Hadoop-Job提交机制

最新推荐文章于 2024-06-27 11:03:01 发布

WeiRongWork

最新推荐文章于 2024-06-27 11:03:01 发布

阅读量928

点赞数

分类专栏：大数据学习-Hadoop

本文链接：https://blog.csdn.net/qq_40249304/article/details/93928644

版权

大数据学习-Hadoop 专栏收录该内容

7 篇文章 0 订阅

订阅专栏

Job提交机制

MRJob在最后阶段来提交一个做业来前面编好的代码，这与scala中的延迟lazy类似，也类似于spark中的transformation和action。

Job提交有两种方式，常用的job.waitForCompletion(true); 和 job.submit();

job.waitForCompletion(true);
job.submit();

图解
在这里插入图片描述
Job提交的源代码，其实在waitForCompletion中也是调用了submit()的方法进行的对工作的提交

	public boolean waitForCompletion(boolean verbose) throws IOException, InterruptedException, ClassNotFoundException {
        if (this.state == Job.JobState.DEFINE) {
            //这里进行工作的提交，state值为DEFINE，则提交
            this.submit();
        }
		//此值是我们waitForCompletion(true)的true值
        if (verbose) {
            //监测Job的相关信息
            this.monitorAndPrintJob();
        } else {
            int completionPollIntervalMillis = getCompletionPollInterval(this.cluster.getConf());

            while(!this.isComplete()) {
                try {
                    Thread.sleep((long)completionPollIntervalMillis);
                } catch (InterruptedException var4) {
                }
            }
        }
		//返回作业提交是否成功
        return this.isSuccessful();
    }

在submit的源码中，

1.再次确认提交状态

2.使用新API，避免兼容问题

    public void submit() throws IOException, InterruptedException, ClassNotFoundException {	
        //1.再次确认提交状态
        this.ensureState(Job.JobState.DEFINE);
        //2.使用新API，避免兼容问题
        this.setUseNewAPI();
        //3.初始化工作，为Cluster赋值，最主要的就是为Cluster中的Client赋值
        //Client为提交器=>分为local提交器和Yarn提交器，具体创建哪个、由配置文件决定，下一个方法为connect()

练习说明: 把Hadoop作业提交机制一文从“public void submit()”到“一个方法为connect()”这一段重写一遍，其中的“提交器”一律改称“提交组件”。

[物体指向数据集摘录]
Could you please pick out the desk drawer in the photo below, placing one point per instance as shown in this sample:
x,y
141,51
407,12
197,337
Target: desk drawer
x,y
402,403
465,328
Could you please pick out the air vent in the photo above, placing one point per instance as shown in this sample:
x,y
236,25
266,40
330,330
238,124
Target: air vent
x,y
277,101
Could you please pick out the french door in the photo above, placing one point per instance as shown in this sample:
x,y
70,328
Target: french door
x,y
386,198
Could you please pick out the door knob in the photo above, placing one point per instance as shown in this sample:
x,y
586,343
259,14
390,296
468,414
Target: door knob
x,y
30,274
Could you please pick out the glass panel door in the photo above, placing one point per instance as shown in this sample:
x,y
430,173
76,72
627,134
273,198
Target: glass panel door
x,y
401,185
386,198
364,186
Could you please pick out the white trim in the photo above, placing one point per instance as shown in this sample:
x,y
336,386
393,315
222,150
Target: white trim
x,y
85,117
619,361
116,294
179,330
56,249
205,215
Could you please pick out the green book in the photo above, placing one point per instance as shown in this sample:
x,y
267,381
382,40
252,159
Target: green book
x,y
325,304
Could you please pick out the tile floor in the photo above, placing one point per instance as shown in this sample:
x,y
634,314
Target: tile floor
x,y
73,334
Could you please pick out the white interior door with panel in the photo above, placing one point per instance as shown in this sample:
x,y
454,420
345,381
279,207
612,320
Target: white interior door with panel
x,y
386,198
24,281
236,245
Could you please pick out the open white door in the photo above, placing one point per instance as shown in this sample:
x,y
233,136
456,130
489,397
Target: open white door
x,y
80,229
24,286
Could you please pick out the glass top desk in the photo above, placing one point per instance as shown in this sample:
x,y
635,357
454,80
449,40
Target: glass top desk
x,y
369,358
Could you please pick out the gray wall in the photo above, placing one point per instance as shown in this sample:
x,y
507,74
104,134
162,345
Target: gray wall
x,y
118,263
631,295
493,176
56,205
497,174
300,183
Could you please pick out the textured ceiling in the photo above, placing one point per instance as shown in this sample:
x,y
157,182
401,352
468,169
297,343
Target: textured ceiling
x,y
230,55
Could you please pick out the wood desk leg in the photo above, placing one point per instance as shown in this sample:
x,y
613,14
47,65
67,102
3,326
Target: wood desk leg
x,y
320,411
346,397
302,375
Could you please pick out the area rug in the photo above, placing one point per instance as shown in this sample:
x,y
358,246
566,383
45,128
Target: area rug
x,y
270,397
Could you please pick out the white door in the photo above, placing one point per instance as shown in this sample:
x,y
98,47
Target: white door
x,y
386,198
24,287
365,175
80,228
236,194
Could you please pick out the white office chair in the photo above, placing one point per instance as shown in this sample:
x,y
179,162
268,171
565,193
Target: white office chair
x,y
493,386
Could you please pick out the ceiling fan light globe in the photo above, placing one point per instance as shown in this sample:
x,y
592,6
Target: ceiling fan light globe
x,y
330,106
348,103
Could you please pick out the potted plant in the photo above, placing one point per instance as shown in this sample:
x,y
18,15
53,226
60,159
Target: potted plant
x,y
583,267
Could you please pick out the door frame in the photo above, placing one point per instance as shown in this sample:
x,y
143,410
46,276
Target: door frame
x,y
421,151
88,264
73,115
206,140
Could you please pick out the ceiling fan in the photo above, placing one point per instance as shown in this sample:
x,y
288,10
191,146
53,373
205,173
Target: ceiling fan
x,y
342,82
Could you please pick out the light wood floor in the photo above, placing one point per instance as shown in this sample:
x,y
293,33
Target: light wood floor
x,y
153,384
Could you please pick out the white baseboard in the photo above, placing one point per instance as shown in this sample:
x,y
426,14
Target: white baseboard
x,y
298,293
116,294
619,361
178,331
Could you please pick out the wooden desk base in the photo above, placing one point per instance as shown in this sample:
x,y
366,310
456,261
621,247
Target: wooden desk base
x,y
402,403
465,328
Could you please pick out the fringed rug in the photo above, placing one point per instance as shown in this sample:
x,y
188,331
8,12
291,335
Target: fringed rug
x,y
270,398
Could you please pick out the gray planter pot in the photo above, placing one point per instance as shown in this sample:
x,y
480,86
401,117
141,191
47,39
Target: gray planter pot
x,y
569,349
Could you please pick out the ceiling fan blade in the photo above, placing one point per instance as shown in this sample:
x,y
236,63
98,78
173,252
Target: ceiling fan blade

书面回答:
public void submit() throws IOException, InterruptedException, ClassNotFoundException {	
        //1.再次确认提交状态
        this.ensureState(Job.JobState.DEFINE);
        //2.使用新API，避免兼容问题
        this.setUseNewAPI();
        //3.初始化工作，为Cluster赋值，最主要的就是为Cluster中的Client赋值
        //Client为提交组件=>分为local提交组件和Yarn提交组件，具体创建哪个、由配置文件决定，下一个方法为connect()